# Exercise aim:
Output the records below again, precisely as they are written.

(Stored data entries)
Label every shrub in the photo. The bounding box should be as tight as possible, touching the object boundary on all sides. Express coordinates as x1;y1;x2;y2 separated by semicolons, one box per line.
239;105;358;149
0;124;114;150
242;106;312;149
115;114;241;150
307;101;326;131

# Exercise output:
Label every shrub in the photo. The bounding box should be as tight as possible, touching the object boundary on all sides. Express coordinates as x1;y1;x2;y2 separated by semicolons, one box per line.
239;105;358;149
0;124;114;150
242;106;312;149
115;114;241;150
307;101;326;131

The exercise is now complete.